La Constitution de 1987, œuvre collective de notre nation, n’a pu avoir de réalité effective qu’en fonction des forces morales, économiques, intellectuelles et politiques qui l’ont soutenue. Les difficultés rencontrées dans son application sont dues au fait qu’Haïti possède des élites sauvages, réfractaires aux normes, qui se révèlent incapables d’évoluer dans un pays démocratique, moderne, dominé par les principes de l’État de droit et de la bonne gouvernance. En raison de notre difficulté à accepter les normes, aucune constitution — qu’elle soit techniquement bien rédigée, politiquement équilibrée ou même élaborée par une divinité — ne sera jamais véritablement appliquée en Haïti. Cela soulève la question : pourquoi nos lois, pourtant jugées excellentes, n’ont-elles jamais été appliquées ?

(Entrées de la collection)
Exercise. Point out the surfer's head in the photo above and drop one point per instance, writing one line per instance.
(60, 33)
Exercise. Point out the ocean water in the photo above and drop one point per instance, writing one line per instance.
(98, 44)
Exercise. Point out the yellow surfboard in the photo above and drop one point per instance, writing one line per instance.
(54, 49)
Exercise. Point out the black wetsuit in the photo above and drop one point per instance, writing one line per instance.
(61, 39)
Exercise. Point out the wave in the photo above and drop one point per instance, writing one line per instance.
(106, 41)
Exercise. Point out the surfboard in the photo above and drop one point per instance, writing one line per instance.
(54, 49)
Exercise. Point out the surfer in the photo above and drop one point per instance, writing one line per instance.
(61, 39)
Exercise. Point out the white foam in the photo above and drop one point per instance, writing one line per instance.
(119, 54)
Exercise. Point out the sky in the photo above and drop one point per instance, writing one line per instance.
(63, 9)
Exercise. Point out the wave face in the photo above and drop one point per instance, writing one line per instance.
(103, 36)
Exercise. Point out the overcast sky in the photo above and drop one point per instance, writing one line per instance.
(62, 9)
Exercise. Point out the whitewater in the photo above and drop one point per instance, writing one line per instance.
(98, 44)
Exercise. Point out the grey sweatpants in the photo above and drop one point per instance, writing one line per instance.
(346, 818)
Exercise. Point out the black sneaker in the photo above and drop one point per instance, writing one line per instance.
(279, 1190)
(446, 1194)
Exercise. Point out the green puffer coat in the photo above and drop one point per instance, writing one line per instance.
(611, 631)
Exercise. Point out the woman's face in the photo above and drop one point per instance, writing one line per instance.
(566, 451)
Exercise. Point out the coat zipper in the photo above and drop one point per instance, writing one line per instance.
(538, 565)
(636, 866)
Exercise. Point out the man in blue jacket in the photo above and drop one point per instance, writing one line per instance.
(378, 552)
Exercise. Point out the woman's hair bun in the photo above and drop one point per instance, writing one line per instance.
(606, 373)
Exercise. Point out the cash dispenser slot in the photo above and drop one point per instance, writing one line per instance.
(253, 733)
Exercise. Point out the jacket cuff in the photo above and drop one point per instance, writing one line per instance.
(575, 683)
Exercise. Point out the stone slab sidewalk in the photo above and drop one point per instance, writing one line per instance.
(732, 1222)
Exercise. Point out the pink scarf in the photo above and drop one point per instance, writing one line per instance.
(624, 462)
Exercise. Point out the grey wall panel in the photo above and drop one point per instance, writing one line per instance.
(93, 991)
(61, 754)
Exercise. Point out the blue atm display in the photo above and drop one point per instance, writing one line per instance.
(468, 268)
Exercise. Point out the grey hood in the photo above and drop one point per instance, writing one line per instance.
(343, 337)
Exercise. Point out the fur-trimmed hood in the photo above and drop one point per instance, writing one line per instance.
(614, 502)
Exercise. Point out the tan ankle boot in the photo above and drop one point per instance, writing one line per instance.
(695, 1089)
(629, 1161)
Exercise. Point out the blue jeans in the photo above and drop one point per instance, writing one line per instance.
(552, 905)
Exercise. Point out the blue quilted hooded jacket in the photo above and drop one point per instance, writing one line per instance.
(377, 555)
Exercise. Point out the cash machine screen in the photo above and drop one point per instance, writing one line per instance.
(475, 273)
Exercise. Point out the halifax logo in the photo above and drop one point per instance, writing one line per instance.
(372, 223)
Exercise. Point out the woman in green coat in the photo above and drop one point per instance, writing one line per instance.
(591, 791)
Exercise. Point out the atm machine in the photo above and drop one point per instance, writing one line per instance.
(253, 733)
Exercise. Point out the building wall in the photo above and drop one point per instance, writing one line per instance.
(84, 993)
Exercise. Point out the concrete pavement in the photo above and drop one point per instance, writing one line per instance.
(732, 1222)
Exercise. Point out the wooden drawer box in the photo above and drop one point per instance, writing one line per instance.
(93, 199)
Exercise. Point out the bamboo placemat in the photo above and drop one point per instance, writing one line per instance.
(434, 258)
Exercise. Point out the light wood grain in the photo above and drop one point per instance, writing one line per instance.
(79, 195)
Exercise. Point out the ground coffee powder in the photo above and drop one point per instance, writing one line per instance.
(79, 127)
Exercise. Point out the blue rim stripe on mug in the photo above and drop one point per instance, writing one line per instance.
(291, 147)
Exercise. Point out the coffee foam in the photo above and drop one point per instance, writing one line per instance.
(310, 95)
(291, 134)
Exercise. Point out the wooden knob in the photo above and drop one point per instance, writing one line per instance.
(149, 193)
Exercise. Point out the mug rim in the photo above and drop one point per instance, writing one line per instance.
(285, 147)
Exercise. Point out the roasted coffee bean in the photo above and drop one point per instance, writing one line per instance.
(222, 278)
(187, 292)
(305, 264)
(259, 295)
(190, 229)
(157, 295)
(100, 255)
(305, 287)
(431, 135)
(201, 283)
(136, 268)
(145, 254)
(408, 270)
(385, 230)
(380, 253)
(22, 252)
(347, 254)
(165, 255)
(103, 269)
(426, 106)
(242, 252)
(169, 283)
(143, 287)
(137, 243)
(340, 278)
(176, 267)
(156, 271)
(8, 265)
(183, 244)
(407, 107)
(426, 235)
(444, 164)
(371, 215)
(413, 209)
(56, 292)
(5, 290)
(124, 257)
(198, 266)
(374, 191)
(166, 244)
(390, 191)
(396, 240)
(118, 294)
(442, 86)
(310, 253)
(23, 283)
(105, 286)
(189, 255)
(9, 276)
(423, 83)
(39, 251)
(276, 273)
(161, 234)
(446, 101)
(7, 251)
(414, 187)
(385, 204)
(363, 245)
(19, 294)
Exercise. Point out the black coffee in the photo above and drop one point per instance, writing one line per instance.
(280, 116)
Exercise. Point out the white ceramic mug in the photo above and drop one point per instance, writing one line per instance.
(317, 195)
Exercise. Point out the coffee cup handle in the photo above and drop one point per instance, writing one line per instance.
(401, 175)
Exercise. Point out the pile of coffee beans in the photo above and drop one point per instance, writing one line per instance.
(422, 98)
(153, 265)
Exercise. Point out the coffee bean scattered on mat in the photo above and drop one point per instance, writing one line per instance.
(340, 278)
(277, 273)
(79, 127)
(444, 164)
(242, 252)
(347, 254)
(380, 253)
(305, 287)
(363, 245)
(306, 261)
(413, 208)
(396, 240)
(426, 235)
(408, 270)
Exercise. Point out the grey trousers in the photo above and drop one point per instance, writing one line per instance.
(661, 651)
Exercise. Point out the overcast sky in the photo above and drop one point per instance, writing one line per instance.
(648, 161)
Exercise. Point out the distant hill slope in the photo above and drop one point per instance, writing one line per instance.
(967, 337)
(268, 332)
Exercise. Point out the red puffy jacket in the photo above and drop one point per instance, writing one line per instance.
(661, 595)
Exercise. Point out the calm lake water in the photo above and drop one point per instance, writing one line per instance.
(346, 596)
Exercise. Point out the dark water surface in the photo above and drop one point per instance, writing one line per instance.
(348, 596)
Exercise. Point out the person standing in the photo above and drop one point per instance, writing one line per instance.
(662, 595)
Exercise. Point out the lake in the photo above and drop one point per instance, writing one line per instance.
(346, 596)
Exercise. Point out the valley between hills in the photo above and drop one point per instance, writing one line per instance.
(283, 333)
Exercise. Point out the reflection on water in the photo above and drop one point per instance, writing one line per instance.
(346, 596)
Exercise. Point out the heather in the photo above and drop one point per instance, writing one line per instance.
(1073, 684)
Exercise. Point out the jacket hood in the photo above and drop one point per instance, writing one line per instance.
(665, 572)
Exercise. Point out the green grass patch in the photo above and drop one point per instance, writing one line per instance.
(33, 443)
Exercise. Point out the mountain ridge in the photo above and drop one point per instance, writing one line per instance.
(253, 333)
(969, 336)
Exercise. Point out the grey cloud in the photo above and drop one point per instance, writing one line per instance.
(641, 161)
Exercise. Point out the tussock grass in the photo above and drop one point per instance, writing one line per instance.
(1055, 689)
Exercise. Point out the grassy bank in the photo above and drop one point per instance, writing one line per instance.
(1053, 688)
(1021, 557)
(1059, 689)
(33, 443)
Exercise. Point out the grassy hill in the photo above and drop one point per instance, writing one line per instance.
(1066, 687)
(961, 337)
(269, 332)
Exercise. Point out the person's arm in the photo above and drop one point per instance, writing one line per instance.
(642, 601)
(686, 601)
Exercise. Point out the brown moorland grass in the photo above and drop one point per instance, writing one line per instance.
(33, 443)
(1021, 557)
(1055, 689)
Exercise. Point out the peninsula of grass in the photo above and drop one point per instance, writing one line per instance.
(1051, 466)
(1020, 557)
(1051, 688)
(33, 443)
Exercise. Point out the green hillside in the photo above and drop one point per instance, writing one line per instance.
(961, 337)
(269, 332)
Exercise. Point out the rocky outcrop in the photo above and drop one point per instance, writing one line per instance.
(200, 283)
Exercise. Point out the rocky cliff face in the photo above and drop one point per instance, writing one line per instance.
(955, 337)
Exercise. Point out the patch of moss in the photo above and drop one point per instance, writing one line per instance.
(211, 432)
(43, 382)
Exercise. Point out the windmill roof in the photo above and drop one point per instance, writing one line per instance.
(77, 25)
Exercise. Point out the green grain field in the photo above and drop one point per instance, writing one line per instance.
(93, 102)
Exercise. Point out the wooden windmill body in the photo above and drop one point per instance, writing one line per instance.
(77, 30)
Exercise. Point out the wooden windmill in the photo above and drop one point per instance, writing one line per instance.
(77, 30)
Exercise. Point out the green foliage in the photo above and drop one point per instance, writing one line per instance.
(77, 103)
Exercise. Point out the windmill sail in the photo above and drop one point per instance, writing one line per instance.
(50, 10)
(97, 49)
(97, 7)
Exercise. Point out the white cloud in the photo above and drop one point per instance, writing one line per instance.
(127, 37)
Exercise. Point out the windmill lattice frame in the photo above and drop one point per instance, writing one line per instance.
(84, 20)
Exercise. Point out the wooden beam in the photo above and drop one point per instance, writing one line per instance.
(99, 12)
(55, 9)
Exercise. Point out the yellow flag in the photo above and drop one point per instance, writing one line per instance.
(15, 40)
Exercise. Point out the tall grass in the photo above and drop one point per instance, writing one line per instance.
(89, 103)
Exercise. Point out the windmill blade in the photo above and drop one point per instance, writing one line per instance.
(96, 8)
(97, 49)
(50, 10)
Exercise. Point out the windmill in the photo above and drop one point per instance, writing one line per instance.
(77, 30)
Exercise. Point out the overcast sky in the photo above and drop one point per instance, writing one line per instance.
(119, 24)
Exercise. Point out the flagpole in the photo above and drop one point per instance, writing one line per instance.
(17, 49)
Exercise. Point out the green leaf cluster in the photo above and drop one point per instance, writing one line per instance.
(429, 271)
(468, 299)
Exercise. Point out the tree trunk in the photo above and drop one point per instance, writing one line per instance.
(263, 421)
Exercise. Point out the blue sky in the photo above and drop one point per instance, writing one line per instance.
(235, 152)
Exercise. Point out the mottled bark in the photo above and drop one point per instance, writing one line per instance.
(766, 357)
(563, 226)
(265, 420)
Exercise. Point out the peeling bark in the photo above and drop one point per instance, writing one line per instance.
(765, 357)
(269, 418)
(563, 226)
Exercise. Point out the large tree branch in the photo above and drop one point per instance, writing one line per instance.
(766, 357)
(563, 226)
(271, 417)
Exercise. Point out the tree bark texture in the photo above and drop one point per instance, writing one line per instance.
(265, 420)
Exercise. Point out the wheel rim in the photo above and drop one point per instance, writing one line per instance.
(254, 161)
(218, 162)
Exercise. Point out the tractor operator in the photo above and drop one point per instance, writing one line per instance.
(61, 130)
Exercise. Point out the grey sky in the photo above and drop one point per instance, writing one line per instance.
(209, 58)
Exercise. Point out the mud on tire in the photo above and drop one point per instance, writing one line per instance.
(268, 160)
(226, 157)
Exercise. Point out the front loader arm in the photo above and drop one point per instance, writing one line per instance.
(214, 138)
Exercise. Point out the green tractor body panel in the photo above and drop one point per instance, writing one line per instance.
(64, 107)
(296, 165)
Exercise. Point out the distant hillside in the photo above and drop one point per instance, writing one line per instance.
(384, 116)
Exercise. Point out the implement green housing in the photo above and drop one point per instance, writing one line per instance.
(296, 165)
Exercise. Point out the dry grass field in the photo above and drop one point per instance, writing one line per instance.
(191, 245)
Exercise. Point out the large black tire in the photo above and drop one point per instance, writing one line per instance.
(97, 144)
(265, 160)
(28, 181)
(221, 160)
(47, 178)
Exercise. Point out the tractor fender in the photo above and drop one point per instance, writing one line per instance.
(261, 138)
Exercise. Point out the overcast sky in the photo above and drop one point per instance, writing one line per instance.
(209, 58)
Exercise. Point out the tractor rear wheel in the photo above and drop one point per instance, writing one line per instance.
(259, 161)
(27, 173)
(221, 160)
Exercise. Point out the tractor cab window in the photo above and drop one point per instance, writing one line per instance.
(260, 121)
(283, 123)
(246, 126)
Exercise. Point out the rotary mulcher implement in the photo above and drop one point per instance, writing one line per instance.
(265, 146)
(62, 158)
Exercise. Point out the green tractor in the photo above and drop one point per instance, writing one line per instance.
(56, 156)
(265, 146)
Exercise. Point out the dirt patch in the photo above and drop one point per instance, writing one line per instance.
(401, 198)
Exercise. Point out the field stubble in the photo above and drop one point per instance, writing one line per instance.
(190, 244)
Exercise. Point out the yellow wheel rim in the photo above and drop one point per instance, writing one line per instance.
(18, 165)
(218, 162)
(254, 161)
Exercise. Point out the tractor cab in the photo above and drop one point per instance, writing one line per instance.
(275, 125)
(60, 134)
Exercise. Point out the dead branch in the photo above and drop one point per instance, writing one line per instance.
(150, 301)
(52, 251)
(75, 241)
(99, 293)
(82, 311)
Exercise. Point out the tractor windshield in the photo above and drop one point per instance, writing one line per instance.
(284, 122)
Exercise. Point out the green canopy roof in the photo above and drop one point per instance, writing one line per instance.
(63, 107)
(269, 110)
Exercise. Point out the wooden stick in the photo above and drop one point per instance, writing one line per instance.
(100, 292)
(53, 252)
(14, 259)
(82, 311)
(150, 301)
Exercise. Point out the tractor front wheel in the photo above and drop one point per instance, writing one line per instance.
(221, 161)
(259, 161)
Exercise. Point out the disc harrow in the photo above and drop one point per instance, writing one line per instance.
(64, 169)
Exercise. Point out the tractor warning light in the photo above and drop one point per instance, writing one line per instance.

Consigne: Énumérez les types de forces qui, d'après l'extrait sur la Constitution de 1987, ont soutenu cette constitution. Les enregistrements n'ont aucun rôle ici.

Réponse: Les forces morales, économiques, intellectuelles et politiques.